═════ Source excerpt
In addition, at a peripheral portion of a surface, facing in the −Z direction, of the first top insulator 14, a plurality of bosses 14D are formed to project in the −Z direction. The plurality of bosses 14D separately correspond to the plurality of through-holes 13F of the first bottom insulator 13.

As shown in FIG. 6, the reinforcement sheet 16 is used to reinforce the mounting object C on which the first connector 11 is mounted. The reinforcement sheet 16 is made of an insulating material and provided at its center with an opening portion 16A. Further, a plurality of cutouts 16B separately corresponding to the plurality of bosses 14D of the first top insulator 14 are formed along the periphery of the opening portion 16A of the reinforcement sheet 16.

As shown in FIG. 7, the first contact member 15 is made of an electrically conductive material such as metal and includes: a tubular portion 15A of cylindrical shape projecting in the +Z direction; and a flange 15B of disc shape extending in a radial direction along an XY plane from the outer periphery of a −Z directional end portion of the tubular portion 15A.

As shown in FIG. 8, the tubular portion 15A is provided in its interior with a recessed portion 15C opening in the −Z direction.

As shown in FIG. 9, the mounting object C is formed of, for example, fabric of a garment, and is provided with a single through-hole C1 through which the passage connection port 13B of the first bottom insulator 13 passes, and a plurality of through-holes C2 disposed around the through-hole C1 and corresponding to the plurality of bosses 14D of the first top insulator 14.

The mounting object C is also provided with a pair of wiring portions C3 and a pair of electrodes C4 formed of, for example, embroidery using embroidery threads made of a conductive thread. The pair of wiring portions C3 separately extend in the +Y direction and the −Y direction form the vicinity of the through-hole C1 and are connected to the corresponding electrodes C4.
══════════
#### Stated exercise 1:
Can you present the entries that start at the line containing "phrase -- light colored carpet" and run through the last line of the entries as a numbered list, both ends included and blank lines left out?
The connector description and the entries are unrelated to each other.
═════ Working data
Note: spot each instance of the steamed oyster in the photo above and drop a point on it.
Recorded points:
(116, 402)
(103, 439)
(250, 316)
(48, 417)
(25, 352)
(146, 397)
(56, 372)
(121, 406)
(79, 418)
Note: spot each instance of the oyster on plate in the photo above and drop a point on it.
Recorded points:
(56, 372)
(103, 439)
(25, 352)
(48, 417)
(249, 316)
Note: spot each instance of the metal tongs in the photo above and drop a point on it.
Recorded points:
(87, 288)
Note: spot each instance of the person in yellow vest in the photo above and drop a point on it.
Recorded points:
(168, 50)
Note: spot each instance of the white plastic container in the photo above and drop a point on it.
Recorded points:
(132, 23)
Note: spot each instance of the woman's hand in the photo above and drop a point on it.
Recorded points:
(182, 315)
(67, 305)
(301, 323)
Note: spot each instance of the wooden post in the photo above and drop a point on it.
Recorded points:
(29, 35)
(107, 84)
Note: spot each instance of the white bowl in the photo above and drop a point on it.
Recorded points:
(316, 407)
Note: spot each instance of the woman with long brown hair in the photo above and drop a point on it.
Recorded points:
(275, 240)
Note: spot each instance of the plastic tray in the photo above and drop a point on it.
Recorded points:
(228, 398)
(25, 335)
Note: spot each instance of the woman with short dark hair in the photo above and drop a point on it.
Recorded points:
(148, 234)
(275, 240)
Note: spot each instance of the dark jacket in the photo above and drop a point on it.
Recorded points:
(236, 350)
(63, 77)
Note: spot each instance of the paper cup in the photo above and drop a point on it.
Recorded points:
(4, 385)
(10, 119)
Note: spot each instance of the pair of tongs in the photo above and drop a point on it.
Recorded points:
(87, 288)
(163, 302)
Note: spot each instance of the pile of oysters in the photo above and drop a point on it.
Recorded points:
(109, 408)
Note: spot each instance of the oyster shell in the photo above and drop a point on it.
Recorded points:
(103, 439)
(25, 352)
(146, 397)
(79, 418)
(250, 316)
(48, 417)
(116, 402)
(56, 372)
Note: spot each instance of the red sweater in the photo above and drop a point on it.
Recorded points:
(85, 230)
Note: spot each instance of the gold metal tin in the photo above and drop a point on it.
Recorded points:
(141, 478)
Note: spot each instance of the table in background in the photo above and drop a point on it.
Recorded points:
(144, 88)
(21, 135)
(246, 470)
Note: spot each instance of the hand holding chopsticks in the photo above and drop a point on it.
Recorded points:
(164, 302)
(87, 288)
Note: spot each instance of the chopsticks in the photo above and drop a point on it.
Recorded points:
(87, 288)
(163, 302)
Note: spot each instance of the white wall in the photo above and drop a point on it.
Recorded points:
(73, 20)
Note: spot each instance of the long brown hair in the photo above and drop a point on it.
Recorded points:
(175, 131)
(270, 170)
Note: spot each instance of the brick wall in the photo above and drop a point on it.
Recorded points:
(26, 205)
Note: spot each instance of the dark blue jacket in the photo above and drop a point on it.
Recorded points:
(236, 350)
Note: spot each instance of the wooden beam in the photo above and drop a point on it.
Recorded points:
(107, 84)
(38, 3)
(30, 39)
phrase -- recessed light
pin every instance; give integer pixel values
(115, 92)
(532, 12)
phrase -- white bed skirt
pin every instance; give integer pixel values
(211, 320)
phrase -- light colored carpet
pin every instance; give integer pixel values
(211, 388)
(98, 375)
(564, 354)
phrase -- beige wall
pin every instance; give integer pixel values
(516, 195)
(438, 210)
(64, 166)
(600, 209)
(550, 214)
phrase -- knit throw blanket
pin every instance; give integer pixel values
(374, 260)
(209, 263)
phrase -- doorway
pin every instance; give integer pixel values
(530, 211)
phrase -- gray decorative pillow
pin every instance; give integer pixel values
══════════
#### Stated exercise 2:
What comes next in the connector description? Continue it from its last sentence.

#### Response 1:
1. phrase -- light colored carpet
2. pin every instance; give integer pixel values
3. (211, 388)
4. (98, 375)
5. (564, 354)
6. phrase -- beige wall
7. pin every instance; give integer pixel values
8. (516, 195)
9. (438, 210)
10. (64, 166)
11. (600, 209)
12. (550, 214)
13. phrase -- knit throw blanket
14. pin every instance; give integer pixel values
15. (374, 260)
16. (209, 263)
17. phrase -- doorway
18. pin every instance; give integer pixel values
19. (530, 211)
20. phrase -- gray decorative pillow
21. pin every instance; give integer pixel values

#### Response 2:
When the first connector 11 is assembled, first, the tubular portion 15A of the first contact member 15 is inserted to the corresponding one of the pair of contact through-holes 14C of the first top insulator 14 from the −Z direction, and the plurality of bosses 14D of the first top insulator 14 are sequentially inserted to the plurality of cutouts 16B of the reinforcement sheet 16 and the plurality of through-holes C2 of the mounting object C. In this process, the pair of first contact members 15 are situated within the opening portion 16A of the reinforcement sheet 16, and the connection port through-hole 14B of the first top insulator 14 is situated at a position overlapping the through-hole C1 of the mounting object C on the +Z direction side.

Subsequently, the O-ring 17 is fitted into the annular groove 13D of the passage connection port 13B of the first bottom insulator 13, and the first bottom insulator 13 is pressed from the −Z direction side of the mounting object C toward the first top insulator 14, with the mounting object C being held therebetween. In this process, as shown in FIG. 10, the passage connection port 13B of the first bottom insulator 13 passes through the through-hole C1 of the mounting object C and the connection port through-hole 14B of the first top insulator 14 to project in the second connector accommodation portion 14A of the first top insulator 14, and the pair of projections 13E of the first bottom insulator 13 are separately inserted into the recessed portions 15C of the corresponding first contact members 15 while pushing the pair of wiring portions C3 of the mounting object C therein.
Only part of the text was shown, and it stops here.